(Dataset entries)
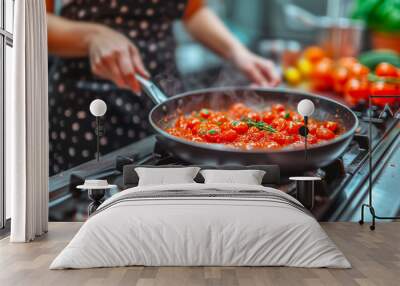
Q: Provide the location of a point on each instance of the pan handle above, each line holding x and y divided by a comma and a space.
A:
151, 90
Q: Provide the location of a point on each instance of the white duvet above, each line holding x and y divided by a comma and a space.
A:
190, 231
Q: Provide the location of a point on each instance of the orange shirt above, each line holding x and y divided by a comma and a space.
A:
191, 7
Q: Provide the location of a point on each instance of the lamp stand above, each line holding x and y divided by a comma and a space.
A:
303, 131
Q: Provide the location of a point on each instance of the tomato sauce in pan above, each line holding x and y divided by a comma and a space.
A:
242, 127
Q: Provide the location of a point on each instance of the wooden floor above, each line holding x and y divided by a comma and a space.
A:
375, 257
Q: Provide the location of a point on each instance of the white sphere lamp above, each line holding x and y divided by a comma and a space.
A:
305, 108
98, 107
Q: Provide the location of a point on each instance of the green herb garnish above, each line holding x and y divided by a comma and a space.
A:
235, 123
260, 125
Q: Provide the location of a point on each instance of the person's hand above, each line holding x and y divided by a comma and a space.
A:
116, 58
261, 71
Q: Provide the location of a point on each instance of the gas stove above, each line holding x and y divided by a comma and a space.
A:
338, 196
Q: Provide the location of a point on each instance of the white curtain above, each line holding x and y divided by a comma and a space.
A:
27, 124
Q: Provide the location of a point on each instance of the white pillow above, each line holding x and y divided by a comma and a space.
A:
248, 177
164, 176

=== What you are asked to do ===
For the string "lamp", go through the entries above and copy each line where it occurs.

=== Answer space ===
Q: Provide the location of a point on each instance of the lamp stand above, each line holding x and y divided by a comma and a space.
Q: Provide the location of a point on each instance of the white sphere lamp above, each line holding x and y divided by a comma and a space.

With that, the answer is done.